===== SUPPLIED TEXT =====

Tuesday, September 21, 2004

Iraq speech? Oh, yeah, Kerry gave another Iraq speech...

So yesterday at New York University, John Kerry delivered another speech on Iraq.

{drumming fingers}

Didn't I cover all the really matters about it yesterday? What's the point at this point of getting into the details of this latest flip-flop - or, rather, flip-flops, none of which by this time is even original? Jed Babbin and James S. Robbins did yeoman work hacking it apart this morning.

Just looking at the verbosity of yesterday's posts, I'm going to have to shorten my scrolling threshold in order to keep this thing shorter than my inseam.

But, what the heck, you talked me into it. And besides, as nutty as the Kerry campaign's premise is for this latest "all Iraq, all the time" strategy sounds (i.e. it's only now that voters are starting to pay attention, so Lurch's avalanche of zig-zags on the topic up to now don't matter), even a stopped clock is right twice a day - though, when you think about it, only at the poles, depending upon the season. And sure enough, Kerry spent today speaking on domestic issues in Florida, I believe.

At any rate, the first three-quarters of his speech was pure rehashed Deaniacal boilerplate. Only part that matters, to the extent any of it does, is his latest "four-point plan," and I don't think there's all that much to be said that that hasn't been said before, either.

1) The President should convene a summit meeting of the world's major powers and of Iraqis [sic] neighbors this week in New York where many leaders will attend the UN General Assembly and he should insist that they make good on the UN resolution. He should offer potential troop contributors specific but critical roles in training Iraqi security personnel and in securing Iraqi borders. He should give other countries a stake in Iraq's future by encouraging them to help develop Iraq's oil resources and by letting them bid on contracts instead of locking them out of the reconstruction process.

Why convene a summit that won't accomplish anything? How much time has the Bush Administration spent trying to beg, cajole, and lure the UN to fulfill its ostensible purpose vis-a-vie Iraq? Bush addressed the General Assembly again today, and said many of the same things that he did two years ago. If it hasn't taken by now, chances are it never will.

The UNSCR to which Kerry referred (passed last summer) doesn't promise anything of substance. And, again, Bush "insisted that they make good" on the "severe consequences" promised in SCR 1441 if Saddam didn't comply with the final round of weapons inspections, and where did that get us?

"Potential troop contributors" - meaning France, Russia, and Germany - have already said they won't be contributing any troops. Which is a profound relief, given the recent as well as distant history of those three powers. Besides, after considerable "insistence," NATO is helping us train Iraqi security and military forces. The problem is that Syria and Iran are pouring irregular forces (i.e. terrorist "insurgents") into Iraq faster than the locals can handle them. That's a significant reason why we must keep substantial forces there. That, and the more or less inevitable need to affect regime-change in Damascus and Tehran.

=====

## [COMPLETE THE FOLLOWING]
1. According to the blog post on Kerry's Iraq speech, why must substantial U.S. forces stay in Iraq? Answer in one to three sentences.
2. Where did John Kerry deliver the speech that the blog post on his Iraq speech discusses?
3. Continue the blog post on Kerry's Iraq speech, picking up right after its last sentence.

===== SOURCE INFORMATION =====

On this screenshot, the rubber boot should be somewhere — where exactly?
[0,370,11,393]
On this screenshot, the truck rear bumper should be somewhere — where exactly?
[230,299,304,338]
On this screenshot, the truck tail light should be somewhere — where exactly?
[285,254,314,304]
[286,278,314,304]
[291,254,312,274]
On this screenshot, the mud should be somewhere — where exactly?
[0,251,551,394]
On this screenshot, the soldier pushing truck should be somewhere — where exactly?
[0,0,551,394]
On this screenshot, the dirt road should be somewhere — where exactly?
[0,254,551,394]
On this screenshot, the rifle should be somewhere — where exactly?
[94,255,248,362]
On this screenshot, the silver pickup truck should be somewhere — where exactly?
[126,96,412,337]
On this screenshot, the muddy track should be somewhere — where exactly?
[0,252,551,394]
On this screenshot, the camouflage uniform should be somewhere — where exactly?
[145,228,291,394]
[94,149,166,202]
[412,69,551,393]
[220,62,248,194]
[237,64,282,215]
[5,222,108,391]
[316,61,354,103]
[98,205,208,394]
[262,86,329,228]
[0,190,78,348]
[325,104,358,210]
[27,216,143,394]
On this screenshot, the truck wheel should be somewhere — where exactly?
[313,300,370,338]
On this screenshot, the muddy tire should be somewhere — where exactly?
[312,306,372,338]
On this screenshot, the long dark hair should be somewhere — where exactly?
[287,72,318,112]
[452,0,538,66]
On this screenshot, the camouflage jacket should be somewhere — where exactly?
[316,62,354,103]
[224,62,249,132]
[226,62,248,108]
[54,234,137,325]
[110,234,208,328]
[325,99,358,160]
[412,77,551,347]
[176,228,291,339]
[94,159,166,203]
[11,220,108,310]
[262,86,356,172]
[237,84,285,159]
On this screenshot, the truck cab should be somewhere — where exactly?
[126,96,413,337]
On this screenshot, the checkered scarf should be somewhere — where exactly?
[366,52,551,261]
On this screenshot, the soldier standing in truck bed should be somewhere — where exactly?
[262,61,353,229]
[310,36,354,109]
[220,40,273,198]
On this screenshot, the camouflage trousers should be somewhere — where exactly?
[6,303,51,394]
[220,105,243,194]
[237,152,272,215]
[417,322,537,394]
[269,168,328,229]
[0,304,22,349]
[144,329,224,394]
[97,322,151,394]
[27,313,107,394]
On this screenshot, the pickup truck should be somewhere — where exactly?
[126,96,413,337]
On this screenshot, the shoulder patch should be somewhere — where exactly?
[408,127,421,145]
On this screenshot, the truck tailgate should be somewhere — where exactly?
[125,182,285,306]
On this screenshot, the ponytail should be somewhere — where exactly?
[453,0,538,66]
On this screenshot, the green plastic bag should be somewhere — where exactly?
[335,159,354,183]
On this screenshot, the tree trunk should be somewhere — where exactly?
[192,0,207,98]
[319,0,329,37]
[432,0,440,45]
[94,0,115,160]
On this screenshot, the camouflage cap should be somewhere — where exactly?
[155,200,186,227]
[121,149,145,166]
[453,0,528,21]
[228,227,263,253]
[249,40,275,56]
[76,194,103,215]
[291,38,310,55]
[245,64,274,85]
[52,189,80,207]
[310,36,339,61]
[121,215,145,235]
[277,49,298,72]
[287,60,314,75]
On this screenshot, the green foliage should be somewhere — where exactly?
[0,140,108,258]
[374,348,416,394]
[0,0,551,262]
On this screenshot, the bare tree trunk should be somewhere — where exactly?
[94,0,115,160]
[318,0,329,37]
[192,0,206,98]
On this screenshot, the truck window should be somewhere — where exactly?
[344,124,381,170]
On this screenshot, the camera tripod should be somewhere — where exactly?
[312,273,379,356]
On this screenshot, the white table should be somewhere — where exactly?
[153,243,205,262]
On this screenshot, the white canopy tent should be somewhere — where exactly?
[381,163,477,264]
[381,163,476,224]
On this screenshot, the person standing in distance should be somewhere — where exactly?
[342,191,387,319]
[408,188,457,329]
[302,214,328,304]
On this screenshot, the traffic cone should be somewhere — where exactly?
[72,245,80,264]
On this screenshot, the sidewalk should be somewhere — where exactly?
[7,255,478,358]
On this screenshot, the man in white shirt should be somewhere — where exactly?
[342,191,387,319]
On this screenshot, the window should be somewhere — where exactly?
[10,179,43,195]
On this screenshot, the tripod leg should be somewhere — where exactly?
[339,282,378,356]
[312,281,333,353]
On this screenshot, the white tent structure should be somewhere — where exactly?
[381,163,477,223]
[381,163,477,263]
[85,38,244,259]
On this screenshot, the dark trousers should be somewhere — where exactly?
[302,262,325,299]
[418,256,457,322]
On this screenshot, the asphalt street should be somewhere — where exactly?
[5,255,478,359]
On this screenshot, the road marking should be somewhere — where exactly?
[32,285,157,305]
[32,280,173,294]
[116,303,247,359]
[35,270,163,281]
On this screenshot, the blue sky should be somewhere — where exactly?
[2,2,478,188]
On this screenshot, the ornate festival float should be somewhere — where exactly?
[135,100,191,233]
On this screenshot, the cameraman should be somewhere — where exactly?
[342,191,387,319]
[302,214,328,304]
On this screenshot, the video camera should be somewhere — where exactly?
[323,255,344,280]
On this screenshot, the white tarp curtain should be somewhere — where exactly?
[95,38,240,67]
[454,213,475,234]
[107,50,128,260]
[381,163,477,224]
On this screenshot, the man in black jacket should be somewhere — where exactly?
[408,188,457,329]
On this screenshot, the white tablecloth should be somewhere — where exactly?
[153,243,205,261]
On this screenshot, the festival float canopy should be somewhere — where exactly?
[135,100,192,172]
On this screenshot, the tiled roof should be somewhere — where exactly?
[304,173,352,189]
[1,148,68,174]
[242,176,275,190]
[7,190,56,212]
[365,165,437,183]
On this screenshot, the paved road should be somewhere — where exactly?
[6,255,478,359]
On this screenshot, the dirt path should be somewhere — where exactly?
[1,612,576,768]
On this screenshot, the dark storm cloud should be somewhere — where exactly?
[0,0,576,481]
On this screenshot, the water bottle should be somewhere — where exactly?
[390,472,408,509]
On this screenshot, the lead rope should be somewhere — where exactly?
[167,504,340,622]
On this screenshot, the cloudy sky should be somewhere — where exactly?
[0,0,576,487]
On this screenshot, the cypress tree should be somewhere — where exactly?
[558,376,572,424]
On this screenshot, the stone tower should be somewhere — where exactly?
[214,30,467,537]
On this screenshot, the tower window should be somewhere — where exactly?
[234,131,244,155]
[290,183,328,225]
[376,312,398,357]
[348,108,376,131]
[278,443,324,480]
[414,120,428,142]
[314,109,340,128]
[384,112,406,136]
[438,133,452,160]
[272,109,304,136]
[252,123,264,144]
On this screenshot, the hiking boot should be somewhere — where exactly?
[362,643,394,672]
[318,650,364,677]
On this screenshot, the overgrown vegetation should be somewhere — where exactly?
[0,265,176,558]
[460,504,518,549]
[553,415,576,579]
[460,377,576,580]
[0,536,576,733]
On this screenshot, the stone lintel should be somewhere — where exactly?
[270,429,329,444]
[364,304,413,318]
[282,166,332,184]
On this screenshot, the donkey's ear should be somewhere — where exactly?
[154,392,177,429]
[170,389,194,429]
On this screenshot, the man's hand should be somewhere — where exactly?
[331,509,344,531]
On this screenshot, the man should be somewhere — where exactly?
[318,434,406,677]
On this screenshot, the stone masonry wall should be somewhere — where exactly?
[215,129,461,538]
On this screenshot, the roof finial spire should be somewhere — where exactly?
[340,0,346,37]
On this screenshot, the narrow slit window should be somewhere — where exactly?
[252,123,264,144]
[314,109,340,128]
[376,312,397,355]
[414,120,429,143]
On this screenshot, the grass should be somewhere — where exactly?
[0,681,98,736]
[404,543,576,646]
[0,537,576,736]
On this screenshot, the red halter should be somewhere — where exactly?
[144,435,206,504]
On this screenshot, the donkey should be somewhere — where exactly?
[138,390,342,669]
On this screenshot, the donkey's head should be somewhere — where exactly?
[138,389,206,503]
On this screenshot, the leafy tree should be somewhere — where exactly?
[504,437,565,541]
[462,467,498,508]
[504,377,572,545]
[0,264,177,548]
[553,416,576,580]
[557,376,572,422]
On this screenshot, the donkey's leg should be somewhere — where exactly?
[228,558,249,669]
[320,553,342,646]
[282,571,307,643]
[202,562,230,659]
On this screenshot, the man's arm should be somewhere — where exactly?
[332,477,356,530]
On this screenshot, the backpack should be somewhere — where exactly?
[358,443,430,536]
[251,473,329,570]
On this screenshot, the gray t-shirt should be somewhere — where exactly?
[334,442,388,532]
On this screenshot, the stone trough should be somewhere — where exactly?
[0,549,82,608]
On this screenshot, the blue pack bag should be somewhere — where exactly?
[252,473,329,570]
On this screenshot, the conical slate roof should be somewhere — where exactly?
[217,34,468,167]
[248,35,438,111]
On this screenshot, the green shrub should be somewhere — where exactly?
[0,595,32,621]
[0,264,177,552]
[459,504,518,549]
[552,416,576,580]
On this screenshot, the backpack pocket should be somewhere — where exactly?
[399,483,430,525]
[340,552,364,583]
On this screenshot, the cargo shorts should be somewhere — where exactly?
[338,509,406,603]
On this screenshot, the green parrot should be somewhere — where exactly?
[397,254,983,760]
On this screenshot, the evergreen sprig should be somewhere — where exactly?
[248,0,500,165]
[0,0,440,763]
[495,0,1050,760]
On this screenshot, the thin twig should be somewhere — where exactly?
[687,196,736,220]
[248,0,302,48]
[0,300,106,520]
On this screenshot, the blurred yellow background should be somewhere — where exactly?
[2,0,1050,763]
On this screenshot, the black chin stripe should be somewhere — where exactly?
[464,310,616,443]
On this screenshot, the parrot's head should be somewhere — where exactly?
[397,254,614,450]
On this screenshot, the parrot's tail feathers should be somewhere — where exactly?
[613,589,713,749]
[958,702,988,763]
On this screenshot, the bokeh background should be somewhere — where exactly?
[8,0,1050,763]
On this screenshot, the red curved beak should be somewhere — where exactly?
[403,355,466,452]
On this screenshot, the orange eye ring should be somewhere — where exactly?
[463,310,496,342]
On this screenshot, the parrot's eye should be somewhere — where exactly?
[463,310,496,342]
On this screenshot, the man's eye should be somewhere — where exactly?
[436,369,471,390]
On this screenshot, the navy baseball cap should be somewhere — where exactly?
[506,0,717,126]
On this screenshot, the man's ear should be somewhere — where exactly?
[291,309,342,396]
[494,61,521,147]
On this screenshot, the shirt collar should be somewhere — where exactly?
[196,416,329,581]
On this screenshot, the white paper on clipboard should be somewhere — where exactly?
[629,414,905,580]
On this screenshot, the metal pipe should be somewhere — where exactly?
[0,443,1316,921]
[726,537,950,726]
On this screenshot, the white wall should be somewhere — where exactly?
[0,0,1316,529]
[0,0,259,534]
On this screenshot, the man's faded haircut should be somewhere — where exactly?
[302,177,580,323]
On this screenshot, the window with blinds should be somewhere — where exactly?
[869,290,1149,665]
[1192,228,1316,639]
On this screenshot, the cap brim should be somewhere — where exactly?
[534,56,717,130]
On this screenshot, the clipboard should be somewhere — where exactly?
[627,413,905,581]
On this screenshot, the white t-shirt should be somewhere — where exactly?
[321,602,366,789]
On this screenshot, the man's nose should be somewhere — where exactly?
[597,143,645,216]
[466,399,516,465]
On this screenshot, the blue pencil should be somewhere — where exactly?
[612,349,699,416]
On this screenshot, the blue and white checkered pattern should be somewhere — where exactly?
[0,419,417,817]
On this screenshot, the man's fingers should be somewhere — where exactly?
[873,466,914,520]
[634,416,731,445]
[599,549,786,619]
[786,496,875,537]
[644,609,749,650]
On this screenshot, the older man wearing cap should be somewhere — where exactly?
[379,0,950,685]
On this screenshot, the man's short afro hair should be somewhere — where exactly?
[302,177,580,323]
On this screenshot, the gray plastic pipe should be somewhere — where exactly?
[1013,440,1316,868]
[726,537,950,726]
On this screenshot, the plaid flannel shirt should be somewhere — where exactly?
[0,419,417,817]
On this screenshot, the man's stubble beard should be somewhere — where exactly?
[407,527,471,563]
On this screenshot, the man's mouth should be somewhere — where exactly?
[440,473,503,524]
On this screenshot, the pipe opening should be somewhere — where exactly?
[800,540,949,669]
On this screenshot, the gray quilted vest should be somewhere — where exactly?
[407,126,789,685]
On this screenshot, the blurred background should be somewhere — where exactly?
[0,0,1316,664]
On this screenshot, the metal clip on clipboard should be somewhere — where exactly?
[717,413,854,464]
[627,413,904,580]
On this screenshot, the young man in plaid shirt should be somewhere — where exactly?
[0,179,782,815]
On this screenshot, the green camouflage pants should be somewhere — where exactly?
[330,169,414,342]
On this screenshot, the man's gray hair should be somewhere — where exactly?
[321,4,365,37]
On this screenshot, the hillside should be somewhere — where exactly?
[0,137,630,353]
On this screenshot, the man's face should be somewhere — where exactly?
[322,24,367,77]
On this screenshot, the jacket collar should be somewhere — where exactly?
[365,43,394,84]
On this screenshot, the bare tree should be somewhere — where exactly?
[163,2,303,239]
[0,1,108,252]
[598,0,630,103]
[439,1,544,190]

=====

## [EXPECTED OUTPUTS]
1. Syria and Iran are sending irregular forces, meaning terrorist "insurgents," into Iraq faster than the local forces can handle them. The post calls this a significant reason to keep substantial forces there. It also cites the more or less inevitable need for regime change in Damascus and Tehran.

2. At New York University.

3.
Why "other countries" - meaning France, Russia, and Germany - should be handed the keys to Iraq's oil industry when (1) they were Saddam's biggest backers, including during Operation Iraqi Freedom, and (2) haven't lifted a finger to help us since, and some sixty other "other countries" should be elbowed aside in the process - much like his claim that we have no allies in Iraq coupled with his condescending insults of the three dozen or so allies that make up the Coalition of the Willing (which includes roughly half of NATO) - really is a question Senator Kerry needs to answer.

2) The President should urgently expand the security forces training program inside and outside of Iraq. He should strengthen the vetting of recruits, double the classroom training time, require the follow-on field training. He should recruit thousands of qualified trainers from our allies, especially those who have no troops in Iraq. He should press our NATO allies to open training centers in their countries, and he should stop misleading the American people with phony, inflated numbers and start behaving like we really are at war.

This one overlaps considerable with point #1. It's also contradictory; Kerry claims that we "urgently" need to expand security training, implying that we can't handle it ourselves, yet wants to wait until "our allies" (meaning France, Germany, and Russia) come in and take it all off our hands - which they've already said they're not going to do. So if "our allies" won't go along with his plan, I guess Iraqi security forces will never get trained. Other than the 209,000 that have been already. Maybe they'll forget everything they were taught, or go join the "insurgents," or something.

By "phony, inflated numbers," I assume he's referring to the 172,000 Iraqi cops and soldiers of the aformentioned 209,000 that he refuses to recognize. Kind of like the Coalition of the Willing that he insists is "coerced and bribed" and doesn't count.

"Start behaving like we're really at war" stumps me, unless Kerry thinks that such behavior has to reflect a mindset of impenetrable defeatism.

3) The President must carry out a reconstruction plan that finally brings tangible benefits to the Iraqi people, all of which, may I say, should have been in the plan and immediately launched with such a ferocity that there was no doubt about America's commitment or capacity in the very first moments afterwards.

The President has already done this - largely through, yes, companies like Halliburton, which already subcontract to 310 Iraqi firms, employing over 76,000 people. And Iraqis themselves tell pollsters that they're a lot more optimistic about their country's present and future than the dire portrait the Boston Balker is trying to paint.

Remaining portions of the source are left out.